● Instructions to follow
Convert the lines below into a numbered list and leave out any blank lines.

(Region labeling records)
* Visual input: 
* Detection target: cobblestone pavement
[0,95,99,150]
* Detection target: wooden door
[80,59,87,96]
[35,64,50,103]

● Written response
1. * Visual input: 
2. * Detection target: cobblestone pavement
3. [0,95,99,150]
4. * Detection target: wooden door
5. [80,59,87,96]
6. [35,64,50,103]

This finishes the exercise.